[Stored records]
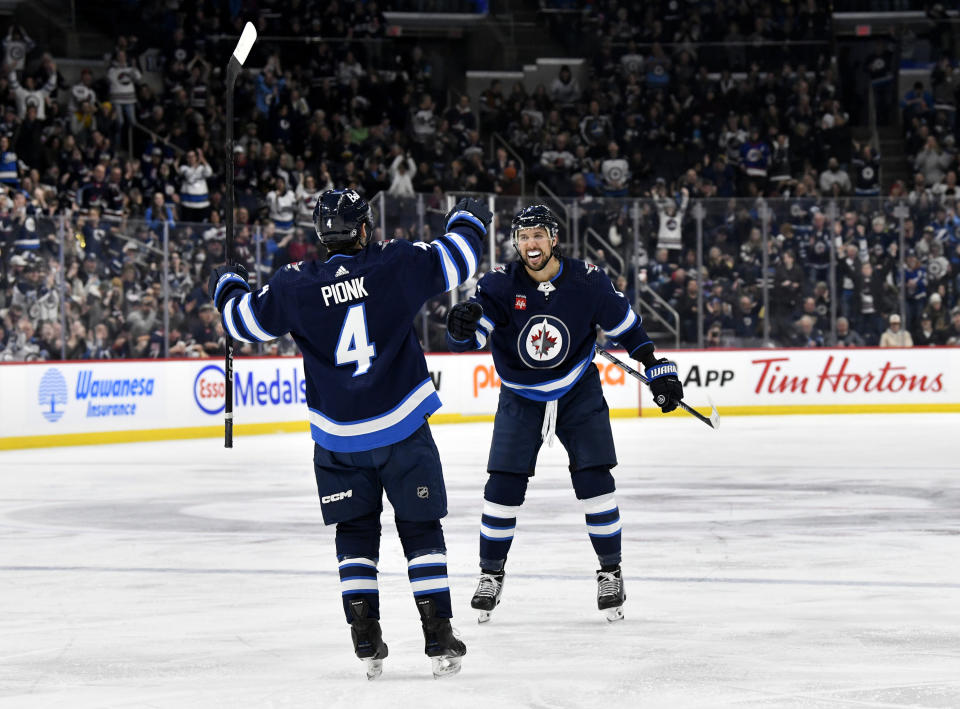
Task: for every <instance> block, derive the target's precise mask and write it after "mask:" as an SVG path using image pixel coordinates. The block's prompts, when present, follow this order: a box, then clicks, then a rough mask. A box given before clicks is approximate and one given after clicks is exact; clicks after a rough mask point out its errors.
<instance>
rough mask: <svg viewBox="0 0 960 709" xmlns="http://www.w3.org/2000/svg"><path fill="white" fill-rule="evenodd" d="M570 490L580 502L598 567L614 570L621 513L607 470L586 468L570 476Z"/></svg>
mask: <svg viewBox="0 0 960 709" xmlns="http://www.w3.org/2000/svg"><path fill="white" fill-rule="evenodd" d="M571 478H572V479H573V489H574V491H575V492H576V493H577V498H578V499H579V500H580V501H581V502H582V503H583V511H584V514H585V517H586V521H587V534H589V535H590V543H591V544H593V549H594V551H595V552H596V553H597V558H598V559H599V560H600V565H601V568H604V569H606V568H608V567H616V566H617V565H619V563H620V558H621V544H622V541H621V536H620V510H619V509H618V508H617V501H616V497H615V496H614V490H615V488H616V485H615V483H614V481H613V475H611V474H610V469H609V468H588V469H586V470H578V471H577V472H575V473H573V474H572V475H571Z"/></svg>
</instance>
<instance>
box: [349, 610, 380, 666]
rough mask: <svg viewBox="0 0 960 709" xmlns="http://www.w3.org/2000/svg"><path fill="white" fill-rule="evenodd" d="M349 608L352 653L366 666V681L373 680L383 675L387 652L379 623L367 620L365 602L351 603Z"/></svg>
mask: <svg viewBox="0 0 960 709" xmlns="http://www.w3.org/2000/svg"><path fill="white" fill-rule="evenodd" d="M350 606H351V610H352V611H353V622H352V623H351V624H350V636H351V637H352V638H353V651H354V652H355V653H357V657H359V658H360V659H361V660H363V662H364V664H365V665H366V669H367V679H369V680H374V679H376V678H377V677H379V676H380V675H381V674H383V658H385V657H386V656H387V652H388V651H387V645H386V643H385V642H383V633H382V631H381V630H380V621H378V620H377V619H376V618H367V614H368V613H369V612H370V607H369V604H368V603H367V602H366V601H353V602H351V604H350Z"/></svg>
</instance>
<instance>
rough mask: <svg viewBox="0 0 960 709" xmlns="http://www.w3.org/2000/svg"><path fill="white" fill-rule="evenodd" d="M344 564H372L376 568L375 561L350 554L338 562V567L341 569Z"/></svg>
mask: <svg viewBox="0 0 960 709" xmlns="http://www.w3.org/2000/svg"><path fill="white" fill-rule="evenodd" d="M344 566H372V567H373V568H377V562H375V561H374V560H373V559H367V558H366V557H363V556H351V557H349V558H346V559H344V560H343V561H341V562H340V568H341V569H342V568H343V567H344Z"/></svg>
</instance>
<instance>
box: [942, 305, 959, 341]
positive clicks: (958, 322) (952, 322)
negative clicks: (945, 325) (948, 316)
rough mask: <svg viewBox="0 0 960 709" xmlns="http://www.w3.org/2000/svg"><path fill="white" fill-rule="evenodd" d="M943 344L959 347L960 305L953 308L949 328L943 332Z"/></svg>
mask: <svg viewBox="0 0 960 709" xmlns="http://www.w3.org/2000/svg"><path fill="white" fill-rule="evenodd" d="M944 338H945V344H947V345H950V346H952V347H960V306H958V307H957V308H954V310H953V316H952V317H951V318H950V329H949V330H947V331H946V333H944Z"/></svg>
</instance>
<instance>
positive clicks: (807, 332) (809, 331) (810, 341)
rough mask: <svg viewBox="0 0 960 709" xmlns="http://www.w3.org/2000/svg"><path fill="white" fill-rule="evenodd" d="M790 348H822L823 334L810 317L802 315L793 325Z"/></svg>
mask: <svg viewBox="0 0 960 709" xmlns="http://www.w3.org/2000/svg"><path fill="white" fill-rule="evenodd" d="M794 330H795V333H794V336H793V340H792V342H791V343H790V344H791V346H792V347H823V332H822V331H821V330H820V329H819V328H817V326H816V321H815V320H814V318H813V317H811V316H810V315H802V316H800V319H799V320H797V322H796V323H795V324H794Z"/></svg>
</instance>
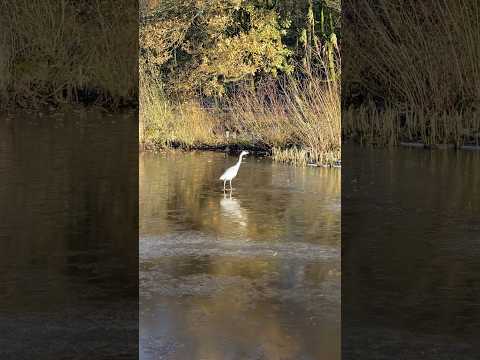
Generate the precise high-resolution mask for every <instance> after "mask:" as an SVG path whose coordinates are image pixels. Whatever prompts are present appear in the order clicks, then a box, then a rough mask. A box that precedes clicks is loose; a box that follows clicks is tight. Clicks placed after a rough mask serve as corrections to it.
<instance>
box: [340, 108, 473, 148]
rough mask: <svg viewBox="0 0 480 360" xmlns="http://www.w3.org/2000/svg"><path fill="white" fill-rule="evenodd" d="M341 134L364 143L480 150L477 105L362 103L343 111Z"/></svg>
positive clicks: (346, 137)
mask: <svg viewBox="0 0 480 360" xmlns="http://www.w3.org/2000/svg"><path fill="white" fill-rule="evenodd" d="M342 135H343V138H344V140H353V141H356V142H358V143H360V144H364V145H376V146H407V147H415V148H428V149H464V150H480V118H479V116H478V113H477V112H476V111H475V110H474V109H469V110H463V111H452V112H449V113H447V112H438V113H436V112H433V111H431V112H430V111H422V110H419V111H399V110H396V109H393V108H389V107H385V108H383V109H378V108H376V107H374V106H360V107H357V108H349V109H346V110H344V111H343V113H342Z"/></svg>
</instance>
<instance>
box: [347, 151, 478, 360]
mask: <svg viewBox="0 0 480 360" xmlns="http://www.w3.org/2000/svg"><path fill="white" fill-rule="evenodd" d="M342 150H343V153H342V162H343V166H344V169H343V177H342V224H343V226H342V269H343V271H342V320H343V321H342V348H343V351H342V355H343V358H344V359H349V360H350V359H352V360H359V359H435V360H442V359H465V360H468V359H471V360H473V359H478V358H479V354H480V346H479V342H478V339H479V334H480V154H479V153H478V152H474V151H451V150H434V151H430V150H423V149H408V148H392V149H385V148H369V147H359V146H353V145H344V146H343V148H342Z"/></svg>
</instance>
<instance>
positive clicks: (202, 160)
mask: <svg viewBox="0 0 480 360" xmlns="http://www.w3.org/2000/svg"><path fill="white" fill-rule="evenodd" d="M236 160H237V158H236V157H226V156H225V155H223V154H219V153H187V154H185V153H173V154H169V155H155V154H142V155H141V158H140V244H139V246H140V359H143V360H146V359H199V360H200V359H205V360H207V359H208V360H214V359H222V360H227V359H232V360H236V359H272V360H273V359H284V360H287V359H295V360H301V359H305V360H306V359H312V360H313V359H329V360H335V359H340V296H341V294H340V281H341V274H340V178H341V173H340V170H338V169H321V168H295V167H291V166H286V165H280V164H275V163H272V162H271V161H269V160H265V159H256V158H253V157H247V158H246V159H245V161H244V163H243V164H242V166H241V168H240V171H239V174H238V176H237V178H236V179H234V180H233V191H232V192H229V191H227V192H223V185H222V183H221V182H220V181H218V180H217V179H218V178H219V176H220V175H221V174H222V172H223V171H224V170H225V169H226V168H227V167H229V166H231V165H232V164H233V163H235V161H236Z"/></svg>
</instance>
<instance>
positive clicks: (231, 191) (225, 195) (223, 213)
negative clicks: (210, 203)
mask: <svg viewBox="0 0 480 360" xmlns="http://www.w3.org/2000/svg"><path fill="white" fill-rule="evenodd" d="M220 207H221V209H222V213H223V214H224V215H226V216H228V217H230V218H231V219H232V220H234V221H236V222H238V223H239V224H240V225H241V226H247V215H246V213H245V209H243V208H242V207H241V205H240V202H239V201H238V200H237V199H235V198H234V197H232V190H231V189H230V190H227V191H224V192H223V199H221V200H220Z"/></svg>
---
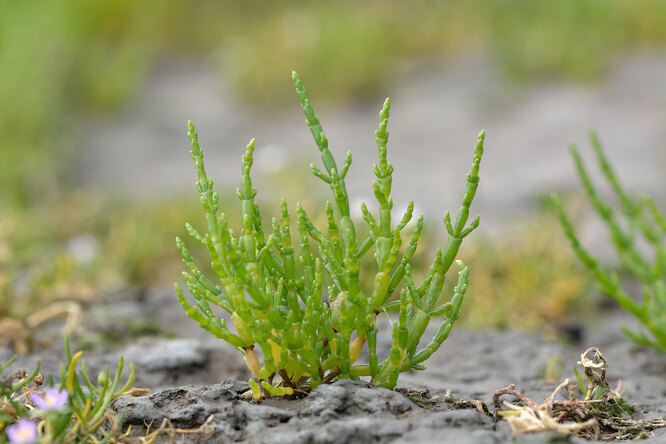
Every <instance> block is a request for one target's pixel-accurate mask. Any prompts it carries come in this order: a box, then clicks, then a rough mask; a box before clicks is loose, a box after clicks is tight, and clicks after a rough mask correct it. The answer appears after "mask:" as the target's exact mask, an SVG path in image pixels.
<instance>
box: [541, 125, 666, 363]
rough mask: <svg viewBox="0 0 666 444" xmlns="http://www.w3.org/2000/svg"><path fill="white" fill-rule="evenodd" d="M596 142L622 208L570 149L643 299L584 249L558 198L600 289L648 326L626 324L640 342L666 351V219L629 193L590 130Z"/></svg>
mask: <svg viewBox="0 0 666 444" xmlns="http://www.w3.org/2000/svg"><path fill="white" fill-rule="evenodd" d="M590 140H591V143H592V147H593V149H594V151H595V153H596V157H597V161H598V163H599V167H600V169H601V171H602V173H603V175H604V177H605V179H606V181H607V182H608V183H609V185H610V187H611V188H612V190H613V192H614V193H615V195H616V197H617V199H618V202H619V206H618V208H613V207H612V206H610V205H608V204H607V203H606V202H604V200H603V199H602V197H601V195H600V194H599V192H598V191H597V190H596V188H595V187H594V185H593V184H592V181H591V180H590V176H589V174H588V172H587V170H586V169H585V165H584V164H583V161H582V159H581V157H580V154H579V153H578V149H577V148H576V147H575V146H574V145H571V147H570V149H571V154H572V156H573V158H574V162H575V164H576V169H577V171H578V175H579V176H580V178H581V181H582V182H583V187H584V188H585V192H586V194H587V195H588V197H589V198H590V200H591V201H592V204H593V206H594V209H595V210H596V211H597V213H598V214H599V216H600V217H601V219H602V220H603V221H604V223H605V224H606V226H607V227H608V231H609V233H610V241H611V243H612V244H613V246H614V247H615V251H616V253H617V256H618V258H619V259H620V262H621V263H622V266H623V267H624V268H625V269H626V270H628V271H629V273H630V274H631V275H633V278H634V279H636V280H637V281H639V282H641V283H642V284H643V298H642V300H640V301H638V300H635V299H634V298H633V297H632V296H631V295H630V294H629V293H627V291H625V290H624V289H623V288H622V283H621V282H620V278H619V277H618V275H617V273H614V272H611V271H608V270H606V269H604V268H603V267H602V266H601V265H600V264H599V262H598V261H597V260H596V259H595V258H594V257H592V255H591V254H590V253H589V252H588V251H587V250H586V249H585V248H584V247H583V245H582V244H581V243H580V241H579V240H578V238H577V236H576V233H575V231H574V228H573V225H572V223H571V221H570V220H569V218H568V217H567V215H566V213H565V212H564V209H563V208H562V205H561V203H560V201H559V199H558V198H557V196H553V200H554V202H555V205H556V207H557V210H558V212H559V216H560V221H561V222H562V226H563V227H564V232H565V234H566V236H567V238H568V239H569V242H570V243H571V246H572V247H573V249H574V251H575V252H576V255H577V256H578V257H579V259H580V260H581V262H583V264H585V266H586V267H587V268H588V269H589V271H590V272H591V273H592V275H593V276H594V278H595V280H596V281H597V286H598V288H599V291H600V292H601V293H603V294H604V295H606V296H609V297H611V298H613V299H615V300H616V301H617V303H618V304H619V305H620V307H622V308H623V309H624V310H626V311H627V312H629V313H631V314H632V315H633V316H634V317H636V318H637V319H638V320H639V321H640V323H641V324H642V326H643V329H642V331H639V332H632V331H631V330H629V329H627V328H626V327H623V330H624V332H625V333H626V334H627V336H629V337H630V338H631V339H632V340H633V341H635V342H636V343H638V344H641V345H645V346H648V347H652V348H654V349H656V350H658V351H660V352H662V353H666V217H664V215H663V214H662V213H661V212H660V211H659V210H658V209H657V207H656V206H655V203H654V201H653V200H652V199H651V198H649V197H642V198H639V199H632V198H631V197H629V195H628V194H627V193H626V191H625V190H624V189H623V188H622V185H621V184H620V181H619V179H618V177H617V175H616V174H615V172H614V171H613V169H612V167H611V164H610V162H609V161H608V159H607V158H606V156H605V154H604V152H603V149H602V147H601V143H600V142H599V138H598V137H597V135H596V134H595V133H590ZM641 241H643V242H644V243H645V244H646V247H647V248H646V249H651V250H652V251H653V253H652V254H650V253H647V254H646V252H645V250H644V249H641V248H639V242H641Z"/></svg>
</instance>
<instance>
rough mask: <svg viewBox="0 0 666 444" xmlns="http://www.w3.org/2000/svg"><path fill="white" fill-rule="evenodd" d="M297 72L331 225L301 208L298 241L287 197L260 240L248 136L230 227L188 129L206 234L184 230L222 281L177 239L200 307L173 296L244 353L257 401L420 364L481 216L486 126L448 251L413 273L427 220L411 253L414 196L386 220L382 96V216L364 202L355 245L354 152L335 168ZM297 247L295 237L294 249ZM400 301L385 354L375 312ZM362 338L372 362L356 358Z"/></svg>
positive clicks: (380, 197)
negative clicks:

### Task directions
Above are the entries. Output exactly the lines beginning with the line that has "344L959 347L960 305L953" and ending with the line that has "positive clicks: (807, 332)".

### Problem solution
rough mask: <svg viewBox="0 0 960 709" xmlns="http://www.w3.org/2000/svg"><path fill="white" fill-rule="evenodd" d="M943 344L959 347L960 305L953 308L949 328L943 332Z"/></svg>
mask: <svg viewBox="0 0 960 709" xmlns="http://www.w3.org/2000/svg"><path fill="white" fill-rule="evenodd" d="M944 338H945V344H947V345H950V346H952V347H960V306H958V307H957V308H954V310H953V316H952V317H951V318H950V329H949V330H947V331H946V333H944Z"/></svg>
</instance>
<instance>
positive clicks: (807, 332) (809, 331) (810, 341)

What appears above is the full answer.